Задания к упражнению
**1)** Кого назначили начальником осадного корпуса в отрывке о крепости Сардарь-Абад?
**2)** Подхватите повествование в отрывке о крепости Сардарь-Абад и продолжите его после последнего предложения.

Текст отрывка

Крепость Сардарь-Абад, построенная эриванским ханом лет десять-двенадцать перед тем, стояла на обширной равнине, расстилавшейся от Эчмиадзина к стороне Алагеза. Двойные, высокие стены ее, расположенные правильным четырехугольником, с огромными башнями и воротами,– придавали ей вид весьма внушительный и требовали сил и искусства для овладения ею. Правда, двухтысячный гарнизон ее находился под командой внука Гассан-хана, молодого человека совершенно неопытного, и на это обстоятельство возлагались немалые надежды Паскевичем. Но надежды эти были, конечно, весьма призрачными, и, подходя к Сардарь-Абаду, Паскевич, действительно, узнал, что ночью пробрался туда и принял начальство над гарнизоном сам Гассан-хан. Известно было, что он старался воодушевить солдат воспоминанием об Эривани, которую он отстоял от русских в 1808 году, и взял с них клятву умереть на стенах крепости.
Энергичный вождь немало значил в деле защиты крепости, и Паскевич решил действовать с должной настойчивостью, но осторожно. Располагая теперь осадной артиллерией, прибытие которой ожидалось с часу на час, он хотел избежать штурма и покорить Сардарь-Абад правильной осадой. Начальником осадного корпуса назначен был генерал-лейтенант Красовский.

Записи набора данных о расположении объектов
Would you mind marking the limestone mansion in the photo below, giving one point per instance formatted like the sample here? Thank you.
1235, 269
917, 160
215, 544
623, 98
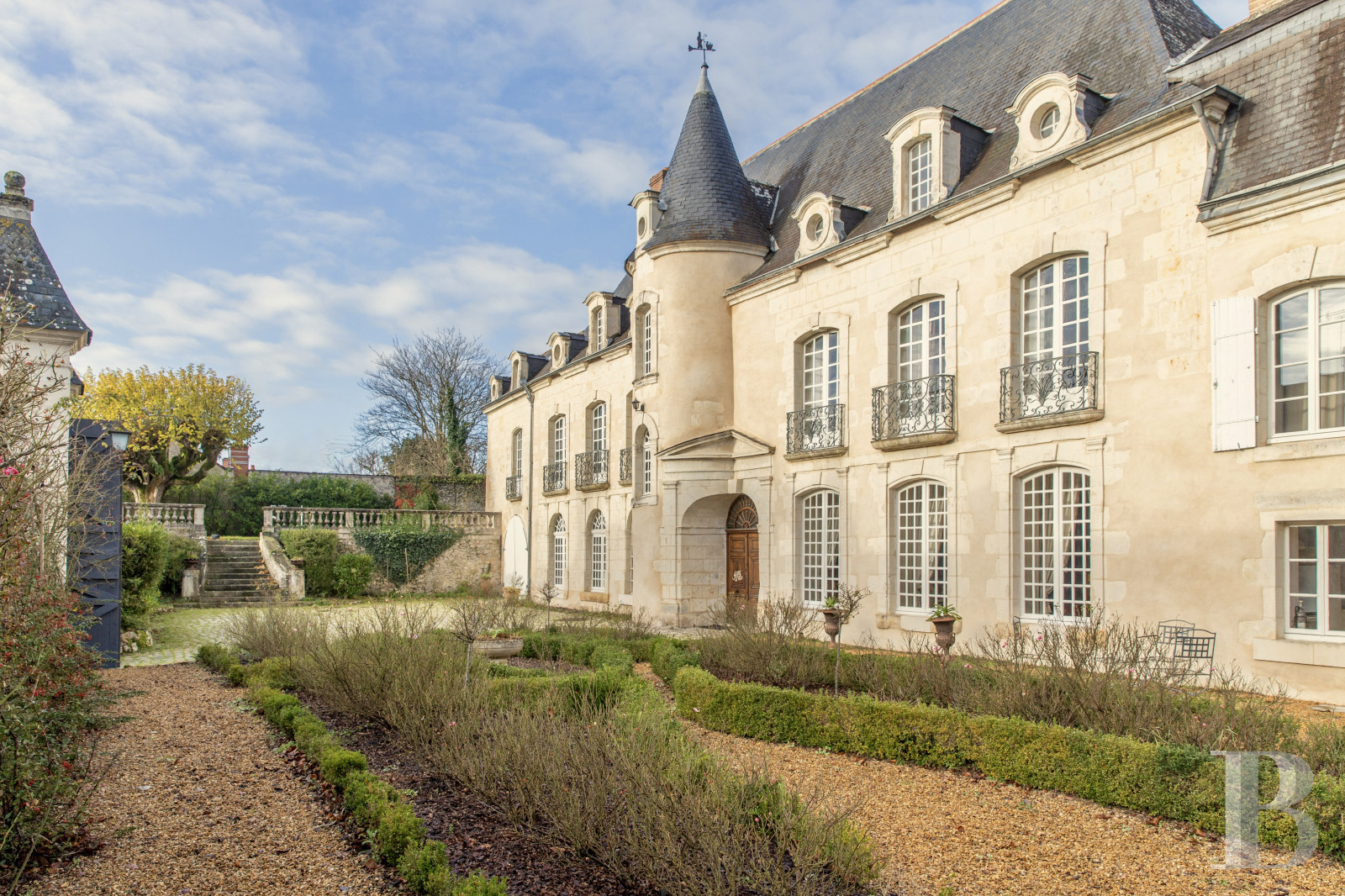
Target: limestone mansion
1047, 320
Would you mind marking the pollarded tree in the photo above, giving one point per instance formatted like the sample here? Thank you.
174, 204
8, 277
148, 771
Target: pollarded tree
179, 421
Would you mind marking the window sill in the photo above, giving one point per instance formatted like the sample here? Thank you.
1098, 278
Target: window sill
820, 452
915, 440
1298, 448
1302, 650
1047, 421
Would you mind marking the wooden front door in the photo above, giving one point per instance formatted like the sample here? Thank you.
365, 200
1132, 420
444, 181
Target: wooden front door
744, 571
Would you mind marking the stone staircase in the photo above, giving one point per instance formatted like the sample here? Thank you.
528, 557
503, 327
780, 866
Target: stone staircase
235, 573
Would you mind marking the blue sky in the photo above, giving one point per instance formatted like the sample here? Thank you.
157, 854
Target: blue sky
277, 190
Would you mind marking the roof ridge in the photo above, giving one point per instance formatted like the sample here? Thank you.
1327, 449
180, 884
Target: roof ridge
878, 80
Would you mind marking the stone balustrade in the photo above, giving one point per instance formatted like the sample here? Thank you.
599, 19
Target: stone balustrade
183, 519
346, 519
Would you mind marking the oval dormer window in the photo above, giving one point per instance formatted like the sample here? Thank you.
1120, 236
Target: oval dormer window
1048, 121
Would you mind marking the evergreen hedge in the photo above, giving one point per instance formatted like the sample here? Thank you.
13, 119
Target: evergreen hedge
403, 551
1169, 781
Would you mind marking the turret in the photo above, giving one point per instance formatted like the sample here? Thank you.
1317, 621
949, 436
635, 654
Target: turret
709, 235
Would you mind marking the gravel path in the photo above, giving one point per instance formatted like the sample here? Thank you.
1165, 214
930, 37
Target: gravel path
939, 829
199, 802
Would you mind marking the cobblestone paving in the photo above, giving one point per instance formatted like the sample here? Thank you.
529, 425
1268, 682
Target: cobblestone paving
181, 633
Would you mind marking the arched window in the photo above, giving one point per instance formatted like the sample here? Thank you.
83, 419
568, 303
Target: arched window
645, 452
1056, 544
1055, 309
1308, 370
558, 552
598, 427
919, 175
820, 514
645, 327
921, 528
598, 552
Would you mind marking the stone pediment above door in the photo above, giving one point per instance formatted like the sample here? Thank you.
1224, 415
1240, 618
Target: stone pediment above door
730, 444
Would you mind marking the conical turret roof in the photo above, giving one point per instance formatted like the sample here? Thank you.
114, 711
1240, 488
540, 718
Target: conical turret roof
708, 197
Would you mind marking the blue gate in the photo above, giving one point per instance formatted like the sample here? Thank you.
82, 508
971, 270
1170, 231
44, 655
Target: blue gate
96, 535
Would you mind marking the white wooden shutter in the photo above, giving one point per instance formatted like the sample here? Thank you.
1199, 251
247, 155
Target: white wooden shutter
1234, 353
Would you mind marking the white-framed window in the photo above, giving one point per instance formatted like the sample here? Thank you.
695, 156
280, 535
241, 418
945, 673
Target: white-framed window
919, 175
1315, 584
558, 552
598, 427
1055, 309
921, 561
1056, 544
820, 370
558, 440
1308, 360
820, 513
921, 340
598, 552
646, 340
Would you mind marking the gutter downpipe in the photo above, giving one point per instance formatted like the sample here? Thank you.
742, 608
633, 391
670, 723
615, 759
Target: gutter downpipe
528, 540
1212, 152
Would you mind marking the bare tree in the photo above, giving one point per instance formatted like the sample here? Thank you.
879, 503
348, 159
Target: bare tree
430, 394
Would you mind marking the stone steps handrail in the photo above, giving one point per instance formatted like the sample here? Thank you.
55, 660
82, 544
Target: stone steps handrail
166, 514
276, 517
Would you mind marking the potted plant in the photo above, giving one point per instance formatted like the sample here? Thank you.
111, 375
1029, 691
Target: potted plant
945, 618
499, 643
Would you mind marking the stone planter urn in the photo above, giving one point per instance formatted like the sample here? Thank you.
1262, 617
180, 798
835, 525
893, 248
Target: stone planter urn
943, 634
498, 647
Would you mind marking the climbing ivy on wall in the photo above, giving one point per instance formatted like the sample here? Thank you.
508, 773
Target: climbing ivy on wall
403, 551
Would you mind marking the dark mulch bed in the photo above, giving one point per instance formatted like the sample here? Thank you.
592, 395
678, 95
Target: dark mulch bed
475, 835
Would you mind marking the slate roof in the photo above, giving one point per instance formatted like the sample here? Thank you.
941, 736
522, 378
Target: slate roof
1293, 111
35, 282
706, 194
1125, 46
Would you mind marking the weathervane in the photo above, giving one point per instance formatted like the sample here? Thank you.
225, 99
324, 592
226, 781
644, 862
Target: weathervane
704, 46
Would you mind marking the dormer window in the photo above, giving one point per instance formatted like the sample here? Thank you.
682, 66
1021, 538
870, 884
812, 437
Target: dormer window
820, 222
931, 151
920, 174
1053, 112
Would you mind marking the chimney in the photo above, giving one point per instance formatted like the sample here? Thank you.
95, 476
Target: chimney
239, 461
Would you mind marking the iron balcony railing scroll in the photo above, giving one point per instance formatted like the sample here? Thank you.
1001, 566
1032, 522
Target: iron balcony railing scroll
914, 408
591, 468
553, 477
815, 430
625, 472
1048, 387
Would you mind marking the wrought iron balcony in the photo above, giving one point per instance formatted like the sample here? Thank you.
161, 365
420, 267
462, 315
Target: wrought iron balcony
591, 470
625, 474
914, 412
553, 478
815, 430
1049, 387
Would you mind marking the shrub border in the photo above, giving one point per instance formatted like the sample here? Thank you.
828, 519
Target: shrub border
1174, 782
394, 831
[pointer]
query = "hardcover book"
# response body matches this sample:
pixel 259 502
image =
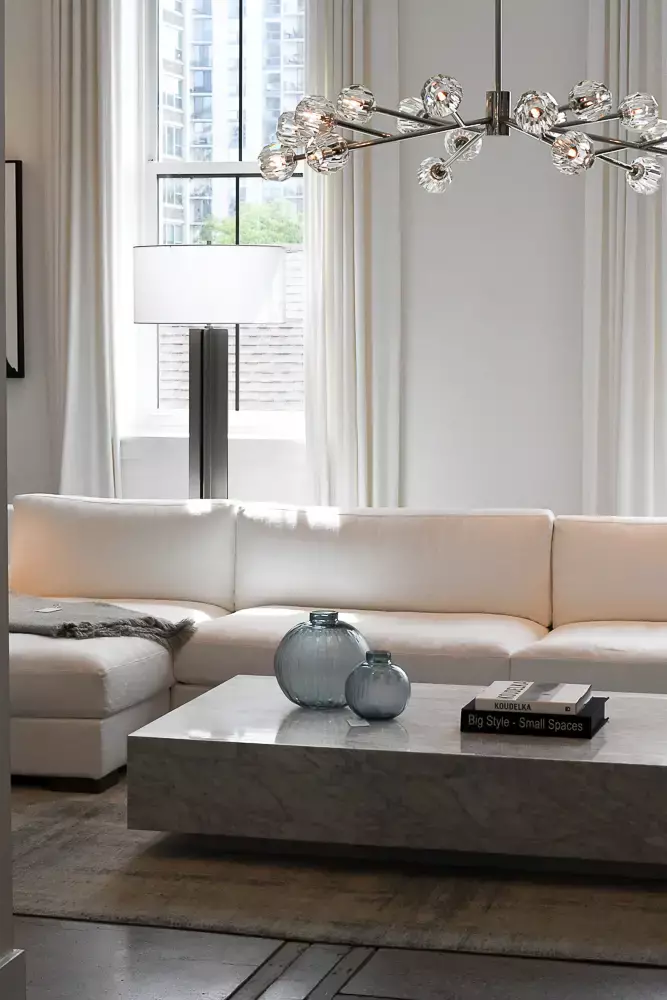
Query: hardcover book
pixel 584 725
pixel 533 696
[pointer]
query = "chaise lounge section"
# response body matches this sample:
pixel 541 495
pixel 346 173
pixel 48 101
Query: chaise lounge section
pixel 453 595
pixel 458 598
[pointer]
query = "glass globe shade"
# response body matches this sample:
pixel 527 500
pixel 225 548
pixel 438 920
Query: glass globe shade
pixel 276 162
pixel 434 175
pixel 441 96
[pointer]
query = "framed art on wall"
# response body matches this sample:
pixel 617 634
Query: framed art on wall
pixel 14 268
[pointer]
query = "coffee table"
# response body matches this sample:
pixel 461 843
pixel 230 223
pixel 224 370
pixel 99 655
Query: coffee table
pixel 243 762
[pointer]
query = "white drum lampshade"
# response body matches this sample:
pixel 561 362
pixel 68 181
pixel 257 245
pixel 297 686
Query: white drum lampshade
pixel 209 285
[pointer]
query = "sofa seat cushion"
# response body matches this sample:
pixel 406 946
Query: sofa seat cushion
pixel 612 656
pixel 93 678
pixel 451 648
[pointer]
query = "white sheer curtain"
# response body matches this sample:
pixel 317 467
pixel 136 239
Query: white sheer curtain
pixel 625 295
pixel 90 48
pixel 353 276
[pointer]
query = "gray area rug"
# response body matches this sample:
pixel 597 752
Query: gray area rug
pixel 74 858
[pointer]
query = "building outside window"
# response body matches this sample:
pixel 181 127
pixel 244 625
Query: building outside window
pixel 239 67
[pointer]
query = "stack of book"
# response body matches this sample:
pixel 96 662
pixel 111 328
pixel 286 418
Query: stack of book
pixel 529 708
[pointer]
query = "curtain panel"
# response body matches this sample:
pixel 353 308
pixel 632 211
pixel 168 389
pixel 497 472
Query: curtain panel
pixel 625 285
pixel 90 80
pixel 352 329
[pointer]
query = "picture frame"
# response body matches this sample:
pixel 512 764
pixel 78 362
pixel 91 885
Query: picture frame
pixel 14 269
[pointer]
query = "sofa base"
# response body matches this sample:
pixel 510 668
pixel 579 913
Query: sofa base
pixel 73 786
pixel 79 748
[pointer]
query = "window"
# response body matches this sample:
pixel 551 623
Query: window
pixel 202 81
pixel 172 139
pixel 202 29
pixel 201 55
pixel 202 107
pixel 228 202
pixel 172 91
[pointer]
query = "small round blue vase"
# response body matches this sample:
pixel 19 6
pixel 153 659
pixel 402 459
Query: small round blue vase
pixel 378 688
pixel 314 660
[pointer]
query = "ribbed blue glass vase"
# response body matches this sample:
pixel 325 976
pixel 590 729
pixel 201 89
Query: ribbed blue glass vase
pixel 378 688
pixel 314 660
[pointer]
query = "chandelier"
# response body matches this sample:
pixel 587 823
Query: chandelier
pixel 312 132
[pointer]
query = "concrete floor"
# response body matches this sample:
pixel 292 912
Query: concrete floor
pixel 69 960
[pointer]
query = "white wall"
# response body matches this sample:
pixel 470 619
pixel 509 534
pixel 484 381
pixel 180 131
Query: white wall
pixel 259 469
pixel 30 461
pixel 12 970
pixel 492 275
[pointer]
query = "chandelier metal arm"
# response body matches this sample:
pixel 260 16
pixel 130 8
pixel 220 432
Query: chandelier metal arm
pixel 615 163
pixel 546 138
pixel 499 46
pixel 573 145
pixel 403 135
pixel 578 124
pixel 517 128
pixel 425 120
pixel 625 144
pixel 461 150
pixel 365 129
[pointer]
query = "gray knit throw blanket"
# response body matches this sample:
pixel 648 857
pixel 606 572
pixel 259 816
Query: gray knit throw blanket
pixel 93 620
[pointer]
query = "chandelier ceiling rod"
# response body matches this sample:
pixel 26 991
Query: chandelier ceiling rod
pixel 499 46
pixel 308 133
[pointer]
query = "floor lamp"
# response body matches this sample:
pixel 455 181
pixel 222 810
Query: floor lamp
pixel 208 288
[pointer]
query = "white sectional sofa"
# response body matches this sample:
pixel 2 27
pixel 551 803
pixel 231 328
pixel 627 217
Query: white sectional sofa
pixel 458 598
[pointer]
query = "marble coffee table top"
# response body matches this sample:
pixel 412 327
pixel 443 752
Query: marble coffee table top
pixel 253 710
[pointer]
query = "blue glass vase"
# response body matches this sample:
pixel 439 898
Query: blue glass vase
pixel 378 688
pixel 314 660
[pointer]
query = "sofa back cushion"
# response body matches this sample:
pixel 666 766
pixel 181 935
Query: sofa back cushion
pixel 395 560
pixel 76 547
pixel 609 569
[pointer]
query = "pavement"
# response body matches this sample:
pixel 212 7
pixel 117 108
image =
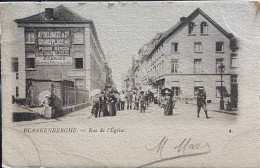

Ответы
**1)** Генерал-лейтенанта Красовского.

**2)**
Красовский все еще недомогал от контузии, полученной в аштаракском бою. Тем не менее, 13 сентября, в бурную дождливую ночь, он сам выехал осмотреть крепость. В сопровождении обычного своего спутника, обер-аудитора Белова, сопровождавшего его всюду в самых опасных предприятиях, да двух донских казаков, взятых из полка Шамшева, Красовский бесстрашно углубился в сады, разросшиеся подле самых крепостных стен, подробно изучил расположение верков, определил пункты для батареи и решил, что осадные работы должны начаться на следующую же ночь.
Вечером 14 сентября, когда уже смерклось совершенно и кругом стояла мертвая тишина, два батальона карабинеров, две роты саперов, четыре орудия и целый полк казаков, лошади которых были навьючены турами и машинами, осторожно выступили из лагеря. Впереди ехал сам Красовский. Войска направлялись влево, к видневшемуся вдали возвышению, с тем, чтобы заложить на нем первую батарею; но едва рабочие успели занять свои места, как в крепости услышали шум; грянул пушечный выстрел, и началась перестрелка. Тем не менее батарея была поставлена; шесть батарейных и два легких орудия заняли свои места в амбразурах, а два другие легкие орудия, под командой капитана Чернивецкого, остались в резерве на случай вылазки.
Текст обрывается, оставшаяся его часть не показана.